(What to work on):
Could you repeat the records below exactly, leaving out any pictures?

─── Task input ───

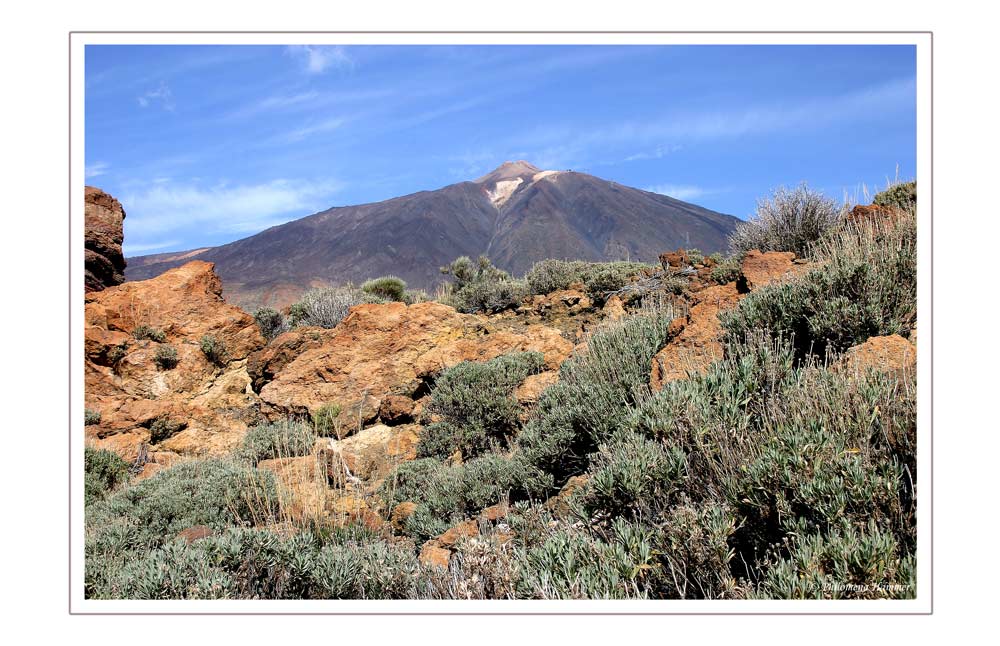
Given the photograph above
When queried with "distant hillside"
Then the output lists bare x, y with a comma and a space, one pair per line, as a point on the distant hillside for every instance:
517, 215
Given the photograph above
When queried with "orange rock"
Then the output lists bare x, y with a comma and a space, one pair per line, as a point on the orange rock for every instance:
892, 354
697, 344
532, 387
761, 269
396, 409
104, 264
392, 349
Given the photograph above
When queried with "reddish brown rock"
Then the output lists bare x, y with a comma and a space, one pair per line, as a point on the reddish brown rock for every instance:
213, 404
760, 269
104, 264
263, 364
432, 555
195, 533
396, 409
892, 354
393, 349
697, 344
372, 452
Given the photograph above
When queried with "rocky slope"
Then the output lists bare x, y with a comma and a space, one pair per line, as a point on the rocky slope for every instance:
517, 215
104, 264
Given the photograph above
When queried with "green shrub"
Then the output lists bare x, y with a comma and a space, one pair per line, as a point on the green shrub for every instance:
103, 471
165, 357
270, 322
326, 420
476, 401
214, 350
284, 439
163, 428
846, 563
865, 285
146, 332
388, 288
791, 220
553, 275
594, 395
901, 195
327, 306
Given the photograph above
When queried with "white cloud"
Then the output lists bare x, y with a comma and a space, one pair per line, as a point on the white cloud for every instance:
166, 210
679, 192
161, 95
96, 169
319, 58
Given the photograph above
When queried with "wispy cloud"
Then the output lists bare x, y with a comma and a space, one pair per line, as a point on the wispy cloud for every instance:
319, 58
679, 192
161, 96
168, 210
316, 128
96, 169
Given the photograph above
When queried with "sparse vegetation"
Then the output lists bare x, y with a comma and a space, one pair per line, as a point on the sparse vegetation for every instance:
481, 287
387, 288
790, 220
214, 350
91, 417
142, 332
326, 420
270, 322
165, 357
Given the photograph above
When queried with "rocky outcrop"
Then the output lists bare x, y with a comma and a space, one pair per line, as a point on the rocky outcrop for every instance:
205, 407
892, 354
760, 269
104, 264
695, 340
380, 351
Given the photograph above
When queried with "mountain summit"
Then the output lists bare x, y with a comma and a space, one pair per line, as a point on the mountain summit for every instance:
516, 214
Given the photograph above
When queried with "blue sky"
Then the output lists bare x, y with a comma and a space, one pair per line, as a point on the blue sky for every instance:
208, 144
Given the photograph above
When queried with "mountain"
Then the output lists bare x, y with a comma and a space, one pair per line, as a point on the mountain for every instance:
516, 215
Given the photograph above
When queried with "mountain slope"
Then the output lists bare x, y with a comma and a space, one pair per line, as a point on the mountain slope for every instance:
516, 214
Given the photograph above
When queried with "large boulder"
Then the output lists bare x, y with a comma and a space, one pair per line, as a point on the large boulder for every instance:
206, 406
383, 350
104, 264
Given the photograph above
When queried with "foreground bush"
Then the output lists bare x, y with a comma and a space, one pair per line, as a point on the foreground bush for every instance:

───

(Solution for this exercise):
Given the photograph above
When queried with "distant hillside"
Then the output lists bare x, y with a comma and a space, one pair per line, as a point on the distant hillside for every instance:
517, 215
Given the photograph above
When queried with "orange rock"
Then the output lists bare x, y with a comma and a space, one pair per line, as a point on the orange rock for every instance:
892, 354
697, 344
532, 387
761, 269
396, 409
104, 264
392, 349
Given the photograph above
When queried with "reddish brown rock"
Then the output lists bare x, y with a comma and a space, one pair per line, as a point on the reddish brown rock for every instance:
213, 404
760, 269
104, 264
263, 364
432, 555
195, 533
396, 409
892, 354
393, 349
697, 344
372, 452
Given the photograph above
When queried with "rocky slope"
Then the output lists bare x, y with a comma and a space, one pair per line, as a point on the rocky slope for every instance:
517, 215
104, 264
Given the photograph above
When queried with "green shrub"
Then the output lists bare x, y with a comma and a space, one pair per line, as a point on the green shrub for every instance:
103, 471
165, 357
270, 322
326, 420
476, 401
214, 350
284, 439
163, 428
846, 563
865, 285
146, 332
388, 288
791, 220
553, 275
594, 395
901, 195
327, 306
Given the photograph above
When queried with "white cloud"
Then the output lists bare x, y with a comma and a space, one pair per line, as a point on the white cloud for every instance:
166, 210
679, 192
161, 95
96, 169
319, 58
Given the photograph above
When queried with "wispy cloud"
Then the output lists bare x, y with a comma and a space, one pair per line, as a point on the wispy cloud for every instance:
319, 58
679, 192
161, 96
168, 210
316, 128
96, 169
Given the photograph above
When queried with "sparse vegetation"
Then the output lists bare x, y with a comma and a space, one pair per line, as a point on the sparse vegetation for every instance:
481, 287
387, 288
790, 220
214, 350
91, 417
142, 332
326, 420
270, 322
165, 357
Given the photograph above
When queried with "rocky outcrop"
Then the output lists bare x, y with a comma and a space, one pair per line, as a point on the rocky outcrop for every instance:
205, 407
892, 354
760, 269
104, 264
695, 340
380, 351
Given the photograph above
When queried with "mountain summit"
Then the output lists bare x, y with a comma and a space, one pair per line, as a point on the mountain summit for every instance:
516, 214
Given the photograph above
When queried with "blue sky"
Then the output lists bare x, y with a comma and a space, one pair per line, as a point on the blue sky for every instance:
208, 144
Given the photograph above
When queried with "mountain"
Then the output lists bare x, y with a comma and a space, one pair per line, as a point on the mountain for every instance:
516, 215
Given the photograph above
When queried with "mountain slope"
Then the output lists bare x, y with a comma and a space, one pair per line, as a point on the mountain slope for every instance:
516, 214
Given the photograph above
When queried with "large boulder"
Then the output lists bare x, y with a comma and a space, one pair per line, as a point on the large boulder for every instance:
206, 406
383, 350
104, 264
Given the photograph above
When queried with "foreground bush"
Then the output lists bare x, y with a comma and a space, one pair per line, as a point on the foreground bush for every instance:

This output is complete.